# [Given text]
※ ※ ※

I read a new record number of books this year--a total of 54, and I thoroughly enjoyed my reading year. I had very, very few duds. And I benefitted from having such a wide variety of reads, which I hope to demonstrate in the next series of posts.
Part One include my "Stellar" reads:
My all-time favorite read of this year receives this accolade largely because it was the right book at the right time. My best reading experience was The Nest by Cynthia D'Aprix Sweeney. At the time, I had been stricken with a vicious sinus infection (last March), and I must say, this book and its characters' foibles and complicated lives made me forget, for hours at a time, most of my misery. Thank you! Oh, I will definitely read this one again.
Excellent writing and spot-on, smart dialogue, yes. A wonderful escapist read, absolutely. And yes, the adult children who placed their hopes on "the nest," which would make their lives perfect forever after, were egotistical and self-satisfied, but Sweeney rendered them as superbly human. I found them all likeable, despite their predatory instincts. Their lives were, in my opinion, lovingly depicted by Sweeney, while simultaneously maintaining a sharp, satirical eye throughout.
My next two favorite reads were both by the same author--P.D. James. She never disappoints, and each of her novels I look forward to re-reading some day. Original Sin was the first novel by James that I read this year and I gave it 5 stars. The other James novel I hesitated to call a favorite at the time I read it, but, in retrospect, The Black Tower was so well done, that I have recognized its value all the more several months later, largely because of its power to stay indelible on my mind The latter was published 20 years before Original Sin. I am an undeniably impassioned P.D. James aficionado, as some of you know.
Equally a favorite as the two P.D. James novels, was The Lewis Man by Peter May. This thriller/crime/mystery is the second volume in May's "Lewis Trilogy," Lewis being the Isle of Lewis in the Hebrides in Scotland. The first book in the trilogy, The Black House, is so deep, so profound, so wondrous in creating a landscape, so dark a noirish world, and so incredible an unspeakable crime, that it is one of my most spectacular reads of the past decade. But what makes all this darkness tolerable is the detective, who is the spirit of light, returning to his homeland in the Hebrides.
The Lewis Man continues the saga and the complicated personal life of the prime detective. This novel, too, was exceedingly well done, though probably nothing will ever top The Black House.
And now, I face the fact that there is the third book, The Chess Men, also set on the Isle of Lewis and featuring the same characters, but I'm blocked because I don't want to come to the end. I have noted numerable times in the past that this is a stumbling block for me.
After all, I haven't finished the third volume of Stieg Larsson's trilogy, though it's sitting on my shelf. I think I should read it. I think I can handle that it's the end of the trilogy, but I hate that it's the end of his work.

※ ※ ※

# [Record extracts]
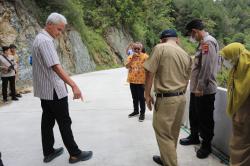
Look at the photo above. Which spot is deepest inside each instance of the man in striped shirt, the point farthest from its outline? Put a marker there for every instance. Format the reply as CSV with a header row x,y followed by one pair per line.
x,y
49,80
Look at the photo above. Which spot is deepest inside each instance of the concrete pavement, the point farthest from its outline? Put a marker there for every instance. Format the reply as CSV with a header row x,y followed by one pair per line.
x,y
100,123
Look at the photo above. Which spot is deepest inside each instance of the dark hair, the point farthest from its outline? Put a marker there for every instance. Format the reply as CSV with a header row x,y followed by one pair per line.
x,y
12,46
5,48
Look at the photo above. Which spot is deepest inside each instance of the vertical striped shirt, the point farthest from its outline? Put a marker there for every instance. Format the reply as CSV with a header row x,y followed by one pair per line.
x,y
45,80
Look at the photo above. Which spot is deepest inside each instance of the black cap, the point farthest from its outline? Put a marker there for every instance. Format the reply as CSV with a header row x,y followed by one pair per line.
x,y
4,48
12,46
168,33
194,24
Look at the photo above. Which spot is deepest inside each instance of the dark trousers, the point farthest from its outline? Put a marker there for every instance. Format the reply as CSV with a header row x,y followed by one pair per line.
x,y
201,111
137,91
57,110
5,81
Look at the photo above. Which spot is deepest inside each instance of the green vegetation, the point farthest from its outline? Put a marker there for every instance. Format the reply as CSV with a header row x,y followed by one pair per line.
x,y
227,20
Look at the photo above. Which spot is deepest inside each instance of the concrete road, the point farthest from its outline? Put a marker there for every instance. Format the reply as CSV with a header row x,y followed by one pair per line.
x,y
100,123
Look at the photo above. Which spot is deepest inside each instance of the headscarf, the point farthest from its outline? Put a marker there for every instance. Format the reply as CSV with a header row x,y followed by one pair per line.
x,y
238,88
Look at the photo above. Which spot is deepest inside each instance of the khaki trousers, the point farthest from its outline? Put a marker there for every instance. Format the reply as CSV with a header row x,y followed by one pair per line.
x,y
240,141
167,119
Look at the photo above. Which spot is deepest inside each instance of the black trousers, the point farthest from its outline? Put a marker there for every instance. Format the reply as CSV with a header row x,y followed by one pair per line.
x,y
5,81
137,91
201,118
57,110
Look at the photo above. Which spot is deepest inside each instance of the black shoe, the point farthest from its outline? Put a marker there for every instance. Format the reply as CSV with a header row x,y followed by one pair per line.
x,y
190,140
18,95
56,153
15,98
141,117
157,159
204,150
133,114
83,156
203,153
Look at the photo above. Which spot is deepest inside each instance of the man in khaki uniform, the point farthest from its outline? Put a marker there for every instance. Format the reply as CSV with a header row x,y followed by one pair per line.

※ ※ ※

# [Assignment]
In the reading-year text, rewrite the paragraph that begins "Equally a favorite as the two P.D. James novels" as a short bulleted list that keeps its main facts. Work from the reading-year text alone, not from the rows.

# [Solution for this task]
- The Lewis Man by Peter May is as much a favorite as the two P.D. James novels.
- It is a thriller/crime/mystery and the second volume of May's "Lewis Trilogy," named for the Isle of Lewis in the Hebrides in Scotland.
- The trilogy's first book, The Black House, is one of the most spectacular reads of the past decade. It is praised for its depth, its landscape, its dark noirish world and its unspeakable crime.
- The detective, a spirit of light returning to his Hebrides homeland, makes the darkness tolerable.